TASK PROMPT: Express each line as a string in a JSON list, omitting blank lines. Start at the first of the lines below and continue through the line containing "547,199 -> 713,389", including both.

┌──

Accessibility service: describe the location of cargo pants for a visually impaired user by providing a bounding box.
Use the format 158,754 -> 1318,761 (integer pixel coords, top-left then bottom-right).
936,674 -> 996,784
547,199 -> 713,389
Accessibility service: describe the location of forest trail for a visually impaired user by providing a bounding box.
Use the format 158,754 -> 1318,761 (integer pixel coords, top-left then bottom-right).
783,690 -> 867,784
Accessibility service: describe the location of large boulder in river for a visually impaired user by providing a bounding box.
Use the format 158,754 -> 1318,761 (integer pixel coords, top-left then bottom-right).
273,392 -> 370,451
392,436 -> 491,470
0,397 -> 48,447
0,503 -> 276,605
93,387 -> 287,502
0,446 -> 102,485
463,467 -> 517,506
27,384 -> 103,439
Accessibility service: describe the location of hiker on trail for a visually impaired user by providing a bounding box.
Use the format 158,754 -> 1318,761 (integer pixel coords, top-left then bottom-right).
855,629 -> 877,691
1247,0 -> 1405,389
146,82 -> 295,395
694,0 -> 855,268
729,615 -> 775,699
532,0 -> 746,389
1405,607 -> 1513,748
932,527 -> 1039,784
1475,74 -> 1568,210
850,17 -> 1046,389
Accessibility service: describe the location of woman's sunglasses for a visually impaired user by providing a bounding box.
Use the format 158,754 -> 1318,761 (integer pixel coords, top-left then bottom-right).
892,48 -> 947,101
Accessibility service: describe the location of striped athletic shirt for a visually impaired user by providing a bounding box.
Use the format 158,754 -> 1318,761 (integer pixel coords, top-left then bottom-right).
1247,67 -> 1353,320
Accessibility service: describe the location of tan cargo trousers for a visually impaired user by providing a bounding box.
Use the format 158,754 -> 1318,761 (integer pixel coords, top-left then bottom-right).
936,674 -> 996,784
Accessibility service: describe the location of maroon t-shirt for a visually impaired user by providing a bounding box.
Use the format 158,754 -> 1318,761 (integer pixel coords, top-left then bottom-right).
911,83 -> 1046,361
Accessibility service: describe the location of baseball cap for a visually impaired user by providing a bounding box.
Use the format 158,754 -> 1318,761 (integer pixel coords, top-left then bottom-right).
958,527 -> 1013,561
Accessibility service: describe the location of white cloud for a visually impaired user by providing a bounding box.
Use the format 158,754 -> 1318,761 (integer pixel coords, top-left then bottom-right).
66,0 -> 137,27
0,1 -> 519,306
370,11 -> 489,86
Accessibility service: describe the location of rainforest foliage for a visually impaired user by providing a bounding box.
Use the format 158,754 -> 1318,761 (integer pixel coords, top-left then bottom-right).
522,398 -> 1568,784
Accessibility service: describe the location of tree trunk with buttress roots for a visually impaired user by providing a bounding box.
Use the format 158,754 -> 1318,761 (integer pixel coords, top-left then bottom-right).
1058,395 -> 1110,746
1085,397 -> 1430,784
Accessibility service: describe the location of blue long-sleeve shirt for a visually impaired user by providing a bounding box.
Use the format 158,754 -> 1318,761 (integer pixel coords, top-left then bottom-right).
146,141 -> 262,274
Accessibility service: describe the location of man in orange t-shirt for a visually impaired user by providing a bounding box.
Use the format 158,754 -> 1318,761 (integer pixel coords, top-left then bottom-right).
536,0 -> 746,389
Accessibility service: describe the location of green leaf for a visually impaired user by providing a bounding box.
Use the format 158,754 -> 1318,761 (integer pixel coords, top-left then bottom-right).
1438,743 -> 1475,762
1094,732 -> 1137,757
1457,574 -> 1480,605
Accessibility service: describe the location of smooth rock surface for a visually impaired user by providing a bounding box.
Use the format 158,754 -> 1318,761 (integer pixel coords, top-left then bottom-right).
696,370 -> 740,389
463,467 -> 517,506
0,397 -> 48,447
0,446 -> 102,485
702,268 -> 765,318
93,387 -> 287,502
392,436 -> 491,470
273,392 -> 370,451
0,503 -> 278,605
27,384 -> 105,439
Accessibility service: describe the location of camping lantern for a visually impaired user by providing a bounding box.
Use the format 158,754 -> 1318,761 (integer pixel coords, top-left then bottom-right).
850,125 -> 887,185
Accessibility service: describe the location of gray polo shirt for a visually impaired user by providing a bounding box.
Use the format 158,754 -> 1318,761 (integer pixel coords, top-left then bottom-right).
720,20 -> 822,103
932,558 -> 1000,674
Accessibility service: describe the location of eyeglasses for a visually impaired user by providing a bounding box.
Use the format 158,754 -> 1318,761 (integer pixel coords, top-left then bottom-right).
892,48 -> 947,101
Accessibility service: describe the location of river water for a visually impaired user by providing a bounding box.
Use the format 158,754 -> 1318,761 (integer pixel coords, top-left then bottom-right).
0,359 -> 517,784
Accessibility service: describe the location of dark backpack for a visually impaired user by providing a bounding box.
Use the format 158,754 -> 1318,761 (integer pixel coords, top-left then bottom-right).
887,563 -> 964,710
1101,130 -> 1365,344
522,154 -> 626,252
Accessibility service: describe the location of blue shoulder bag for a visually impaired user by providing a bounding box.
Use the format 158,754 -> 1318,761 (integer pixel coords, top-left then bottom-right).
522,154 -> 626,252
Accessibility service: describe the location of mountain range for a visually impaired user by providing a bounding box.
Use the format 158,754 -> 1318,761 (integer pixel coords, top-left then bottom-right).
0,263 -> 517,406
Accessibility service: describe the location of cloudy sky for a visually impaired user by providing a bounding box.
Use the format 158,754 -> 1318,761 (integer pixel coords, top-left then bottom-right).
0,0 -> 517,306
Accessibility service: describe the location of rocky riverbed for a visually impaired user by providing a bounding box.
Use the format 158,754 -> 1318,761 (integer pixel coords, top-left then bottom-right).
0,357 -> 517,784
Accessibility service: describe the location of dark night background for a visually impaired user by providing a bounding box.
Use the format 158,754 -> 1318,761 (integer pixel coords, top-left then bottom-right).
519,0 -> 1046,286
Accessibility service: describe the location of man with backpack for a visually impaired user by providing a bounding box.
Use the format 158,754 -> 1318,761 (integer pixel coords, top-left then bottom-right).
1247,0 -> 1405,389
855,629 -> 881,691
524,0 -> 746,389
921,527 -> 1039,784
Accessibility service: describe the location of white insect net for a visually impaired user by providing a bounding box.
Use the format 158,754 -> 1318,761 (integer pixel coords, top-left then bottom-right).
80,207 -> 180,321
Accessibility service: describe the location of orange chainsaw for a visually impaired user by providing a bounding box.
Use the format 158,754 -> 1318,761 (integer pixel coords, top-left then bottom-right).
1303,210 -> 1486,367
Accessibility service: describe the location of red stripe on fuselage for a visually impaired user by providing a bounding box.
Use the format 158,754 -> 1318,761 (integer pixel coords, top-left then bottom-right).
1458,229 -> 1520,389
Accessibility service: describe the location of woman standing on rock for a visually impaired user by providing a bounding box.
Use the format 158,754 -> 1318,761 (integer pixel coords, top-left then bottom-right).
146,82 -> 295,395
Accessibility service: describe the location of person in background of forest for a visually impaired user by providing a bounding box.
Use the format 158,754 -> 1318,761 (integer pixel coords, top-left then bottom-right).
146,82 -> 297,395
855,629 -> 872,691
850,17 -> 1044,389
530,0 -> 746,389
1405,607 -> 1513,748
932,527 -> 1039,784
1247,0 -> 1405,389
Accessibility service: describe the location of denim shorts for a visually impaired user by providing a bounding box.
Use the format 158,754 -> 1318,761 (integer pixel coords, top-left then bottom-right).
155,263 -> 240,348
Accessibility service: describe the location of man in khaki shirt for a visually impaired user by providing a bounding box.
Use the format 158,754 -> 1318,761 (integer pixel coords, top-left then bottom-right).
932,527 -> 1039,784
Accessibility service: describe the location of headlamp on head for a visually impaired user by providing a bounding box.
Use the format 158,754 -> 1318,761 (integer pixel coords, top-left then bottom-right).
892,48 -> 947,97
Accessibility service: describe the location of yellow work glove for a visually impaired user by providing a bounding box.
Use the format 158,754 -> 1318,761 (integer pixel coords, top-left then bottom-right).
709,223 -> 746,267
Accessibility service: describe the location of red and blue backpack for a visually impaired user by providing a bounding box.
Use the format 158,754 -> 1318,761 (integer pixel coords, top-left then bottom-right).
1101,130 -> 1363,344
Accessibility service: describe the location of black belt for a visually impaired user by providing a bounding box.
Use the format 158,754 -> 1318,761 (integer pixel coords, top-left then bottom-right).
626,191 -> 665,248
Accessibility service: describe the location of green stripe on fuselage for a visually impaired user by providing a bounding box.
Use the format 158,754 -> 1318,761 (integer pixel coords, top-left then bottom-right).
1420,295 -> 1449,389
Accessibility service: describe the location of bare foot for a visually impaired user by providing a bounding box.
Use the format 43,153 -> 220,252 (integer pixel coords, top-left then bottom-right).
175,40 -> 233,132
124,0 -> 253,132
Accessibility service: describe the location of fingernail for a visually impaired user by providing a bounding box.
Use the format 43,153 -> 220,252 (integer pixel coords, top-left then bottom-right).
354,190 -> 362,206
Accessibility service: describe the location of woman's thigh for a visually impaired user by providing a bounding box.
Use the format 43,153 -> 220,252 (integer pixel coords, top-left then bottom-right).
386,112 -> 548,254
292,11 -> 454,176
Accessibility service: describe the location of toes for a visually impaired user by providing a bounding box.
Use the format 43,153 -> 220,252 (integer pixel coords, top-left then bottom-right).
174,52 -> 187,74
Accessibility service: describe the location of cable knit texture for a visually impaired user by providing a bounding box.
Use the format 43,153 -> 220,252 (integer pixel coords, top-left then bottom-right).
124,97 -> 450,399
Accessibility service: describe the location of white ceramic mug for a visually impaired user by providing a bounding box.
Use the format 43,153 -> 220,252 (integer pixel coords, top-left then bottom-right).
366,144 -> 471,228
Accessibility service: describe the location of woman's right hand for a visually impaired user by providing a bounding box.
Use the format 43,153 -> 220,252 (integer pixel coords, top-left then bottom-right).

└──

EXPECTED ANSWER:
[
  "Accessibility service: describe the location of cargo pants for a visually impaired user by providing a bounding box.",
  "Use the format 158,754 -> 1318,761 (integer pixel coords, top-left then bottom-right).",
  "936,674 -> 996,784",
  "547,199 -> 713,389"
]